=== Supplied records ===

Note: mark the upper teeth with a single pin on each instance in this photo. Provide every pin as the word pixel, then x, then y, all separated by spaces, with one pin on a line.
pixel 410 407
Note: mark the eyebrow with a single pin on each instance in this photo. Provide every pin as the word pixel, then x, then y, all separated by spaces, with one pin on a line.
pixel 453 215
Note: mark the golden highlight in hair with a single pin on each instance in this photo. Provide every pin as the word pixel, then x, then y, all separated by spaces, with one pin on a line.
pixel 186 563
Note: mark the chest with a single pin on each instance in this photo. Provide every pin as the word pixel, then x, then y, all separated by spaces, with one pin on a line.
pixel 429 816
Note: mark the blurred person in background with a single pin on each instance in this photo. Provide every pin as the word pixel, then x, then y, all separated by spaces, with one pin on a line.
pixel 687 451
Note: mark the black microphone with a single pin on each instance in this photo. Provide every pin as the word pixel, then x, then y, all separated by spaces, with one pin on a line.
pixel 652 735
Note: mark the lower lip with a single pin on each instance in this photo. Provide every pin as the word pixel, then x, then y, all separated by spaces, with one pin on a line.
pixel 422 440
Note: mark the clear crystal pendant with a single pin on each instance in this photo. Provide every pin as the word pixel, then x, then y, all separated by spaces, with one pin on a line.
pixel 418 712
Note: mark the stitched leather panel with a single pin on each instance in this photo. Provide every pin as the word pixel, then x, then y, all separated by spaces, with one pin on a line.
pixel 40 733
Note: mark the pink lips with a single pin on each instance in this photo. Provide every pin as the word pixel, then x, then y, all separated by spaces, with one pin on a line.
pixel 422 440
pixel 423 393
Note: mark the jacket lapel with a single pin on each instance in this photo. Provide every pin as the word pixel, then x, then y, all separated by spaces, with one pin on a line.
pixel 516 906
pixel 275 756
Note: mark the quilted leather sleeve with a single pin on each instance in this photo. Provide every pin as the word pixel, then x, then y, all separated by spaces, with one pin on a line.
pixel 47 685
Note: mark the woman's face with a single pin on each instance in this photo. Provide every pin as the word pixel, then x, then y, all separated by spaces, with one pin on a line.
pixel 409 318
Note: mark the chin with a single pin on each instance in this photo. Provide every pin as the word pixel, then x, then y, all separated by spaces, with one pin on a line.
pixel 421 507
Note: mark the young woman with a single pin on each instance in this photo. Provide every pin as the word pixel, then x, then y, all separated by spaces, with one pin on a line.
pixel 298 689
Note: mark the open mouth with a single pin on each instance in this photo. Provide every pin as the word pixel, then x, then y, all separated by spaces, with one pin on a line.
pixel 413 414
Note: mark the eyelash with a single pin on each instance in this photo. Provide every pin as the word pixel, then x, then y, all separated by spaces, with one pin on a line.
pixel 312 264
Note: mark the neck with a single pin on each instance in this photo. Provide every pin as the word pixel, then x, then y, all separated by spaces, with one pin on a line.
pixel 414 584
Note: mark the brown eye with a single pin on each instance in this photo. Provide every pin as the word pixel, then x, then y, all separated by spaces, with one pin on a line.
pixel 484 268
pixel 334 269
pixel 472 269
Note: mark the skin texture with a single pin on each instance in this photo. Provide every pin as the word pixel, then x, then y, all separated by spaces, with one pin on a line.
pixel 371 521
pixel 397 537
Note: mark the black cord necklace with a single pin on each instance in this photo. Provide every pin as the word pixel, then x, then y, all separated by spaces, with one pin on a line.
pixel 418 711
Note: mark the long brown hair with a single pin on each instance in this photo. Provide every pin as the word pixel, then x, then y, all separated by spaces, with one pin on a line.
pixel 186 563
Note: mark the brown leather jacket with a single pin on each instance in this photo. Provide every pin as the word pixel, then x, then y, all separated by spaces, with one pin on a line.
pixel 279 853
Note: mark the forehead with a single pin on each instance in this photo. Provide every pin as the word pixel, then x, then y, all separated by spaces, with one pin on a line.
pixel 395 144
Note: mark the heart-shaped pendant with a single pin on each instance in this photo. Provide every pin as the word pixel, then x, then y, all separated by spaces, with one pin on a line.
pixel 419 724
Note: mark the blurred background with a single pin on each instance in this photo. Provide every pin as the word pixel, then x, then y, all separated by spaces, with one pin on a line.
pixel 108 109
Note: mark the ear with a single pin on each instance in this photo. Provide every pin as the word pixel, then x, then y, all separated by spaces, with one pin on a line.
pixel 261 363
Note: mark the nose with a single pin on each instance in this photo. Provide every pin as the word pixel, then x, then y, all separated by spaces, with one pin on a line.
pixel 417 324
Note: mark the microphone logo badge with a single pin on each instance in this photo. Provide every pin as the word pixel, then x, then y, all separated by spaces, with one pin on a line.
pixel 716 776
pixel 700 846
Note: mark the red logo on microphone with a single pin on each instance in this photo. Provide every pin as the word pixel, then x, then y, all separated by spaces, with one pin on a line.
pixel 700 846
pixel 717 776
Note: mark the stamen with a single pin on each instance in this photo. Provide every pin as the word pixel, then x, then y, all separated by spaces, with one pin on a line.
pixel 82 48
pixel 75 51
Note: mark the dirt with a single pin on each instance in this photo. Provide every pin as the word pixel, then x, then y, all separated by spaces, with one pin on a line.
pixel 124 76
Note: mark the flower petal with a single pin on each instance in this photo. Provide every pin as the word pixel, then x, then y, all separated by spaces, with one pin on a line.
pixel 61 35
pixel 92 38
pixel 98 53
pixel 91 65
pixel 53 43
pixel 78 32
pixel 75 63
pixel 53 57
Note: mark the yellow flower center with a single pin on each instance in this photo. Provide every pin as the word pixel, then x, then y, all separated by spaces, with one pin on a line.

===

**About this exercise:** The entries above are to be transcribed in full and without error.

**Solved problem:**
Note: mark the upper teeth with a single pin on each instance in this photo. Provide every pin as the word pixel, then x, then y, all separated by spaces, with one pin on a line.
pixel 410 407
Note: mark the eyebrow with a single pin on each instance in this photo. Provide every pin as the word pixel, then x, then y, all separated by spaces, with one pin on a line.
pixel 453 215
Note: mark the golden highlight in hair with a single pin on each instance in this photo. Provide every pin as the word pixel, then x, then y, all separated by spaces, with one pin on a line.
pixel 186 563
Note: mark the chest with a single pin on each instance in this photo. Provide every pin as the word pixel, then x, then y, all separated by spaces, with one pin on a line.
pixel 429 816
Note: mark the blurred person in background with a single pin on each instance in this photo. Provide every pin as the word pixel, then x, then y, all separated by spaces, with one pin on a line.
pixel 687 451
Note: mark the black microphone with a single pin on each instance in this photo. Provide every pin as the word pixel, then x, then y, all separated by spaces, with one pin on a line.
pixel 652 735
Note: mark the lower lip with a single pin on each instance in this photo. Provide every pin as the word pixel, then x, then y, all separated by spaces, with one pin on a line.
pixel 422 440
Note: mark the clear crystal pendant with a single pin on each instance in this photo. Provide every pin as the word pixel, then x, then y, all separated by spaces, with one pin on a line.
pixel 418 712
Note: mark the stitched leather panel with a single pin on each instance in this photo. Provide every pin as the word pixel, then x, then y, all separated by spaces, with one pin on a line.
pixel 40 733
Note: mark the pink lips with a single pin on each instance in this photo. Provide every pin as the word pixel, then x, then y, all separated by spaces, with one pin on a line.
pixel 422 440
pixel 423 393
Note: mark the jacket lapel with a single pin on each instance in this photo. Provide every pin as the word pixel, then x, then y, all separated by spaces, with one pin on a line.
pixel 516 906
pixel 275 756
Note: mark the quilted leather sleeve with a single pin on each instance in this photo. Provide every pin as the word pixel, then x, then y, all separated by spaces, with one pin on a line.
pixel 47 685
Note: mark the woman's face with a single pin on each instance in this photo. Provide every pin as the word pixel, then x, then y, all separated by spaces, with one pin on a line.
pixel 409 318
Note: mark the chin with a single pin on each instance in this photo. Provide every pin as the word pixel, then x, then y, all separated by spaces, with one pin on a line.
pixel 421 507
Note: mark the young woman with a single pin on each instance in this photo. Provide every pin as the word pixel, then x, then y, all separated by spaces, with one pin on a line.
pixel 298 689
Note: mark the open mouth with a single pin on each instance in this photo. Provide every pin as the word pixel, then x, then y, all separated by spaces, with one pin on a line.
pixel 413 414
Note: mark the eyelash with a single pin on each instance in this photo. Provide every pin as the word pixel, then x, then y, all separated by spaces, with one pin on a line.
pixel 312 264
Note: mark the neck with a single pin on each instance in this photo. Provide every pin as the word pixel, then x, then y, all separated by spaces, with one pin on a line.
pixel 414 584
Note: mark the brown eye with a single pin on each instance in this photo. Provide every pin as the word pixel, then x, then y, all separated by spaces, with one pin on a line.
pixel 484 268
pixel 334 269
pixel 472 269
Note: mark the skin texture with a single pin on each instance in this photo. Provide every pin as the word pixel, then x, then y, all separated by spaces, with one pin on a line.
pixel 371 521
pixel 397 537
Note: mark the black cord necklace with a single pin on each instance in this photo. Provide every pin as the word pixel, then x, then y, all separated by spaces, with one pin on a line.
pixel 418 711
Note: mark the long brown hair with a single pin on each instance in this photo. Provide every pin as the word pixel, then x, then y, all separated by spaces, with one pin on a line.
pixel 186 563
Note: mark the brown leather jacket with a single pin on each instance in this photo. Provide every pin as the word pixel, then x, then y, all separated by spaces, with one pin on a line.
pixel 279 853
Note: mark the forehead with a single pin on each instance in this photo. Provide every pin as the word pixel, then x, then y, all separated by spaces, with one pin on a line.
pixel 395 144
Note: mark the heart-shaped pendant with a single pin on each instance in this photo. Provide every pin as the word pixel, then x, then y, all separated by spaces, with one pin on a line.
pixel 419 724
Note: mark the blurred background with a single pin on each instance in this photo. Provide every pin as the word pixel, then x, then y, all separated by spaces, with one pin on a line.
pixel 108 109
Note: mark the ear with a single pin on each instance in this photo. Provide every pin as the word pixel, then x, then y, all separated by spaces, with one pin on a line.
pixel 261 363
Note: mark the nose with a single pin on each instance in this photo. Provide every pin as the word pixel, then x, then y, all separated by spaces, with one pin on a line.
pixel 417 324
Note: mark the microphone logo badge with a single pin on each instance in this photo. Provide every pin as the word pixel, then x, then y, all separated by spaces, with one pin on a line.
pixel 716 776
pixel 700 846
Note: mark the red logo on microphone with a single pin on each instance in this photo. Provide every pin as the word pixel, then x, then y, all separated by spaces, with one pin on a line.
pixel 700 846
pixel 717 776
Note: mark the stamen with a single pin on each instance in this photo. Provide every pin as the word pixel, then x, then y, all separated by spaces, with one pin on a line.
pixel 82 48
pixel 75 51
Note: mark the dirt with a single pin on each instance in this photo. Provide every pin as the word pixel, then x, then y, all separated by spaces, with one pin on a line.
pixel 124 76
Note: mark the flower petal with a single pin on each instance in this photo. Provide every pin as the word pixel, then x, then y, all separated by spaces, with one pin on a line.
pixel 61 35
pixel 92 38
pixel 98 53
pixel 91 65
pixel 53 43
pixel 78 32
pixel 75 63
pixel 53 57
Note: mark the yellow flower center with a single pin on each instance in this photo. Provide every pin as the word pixel, then x, then y, all separated by spaces, with one pin on a line.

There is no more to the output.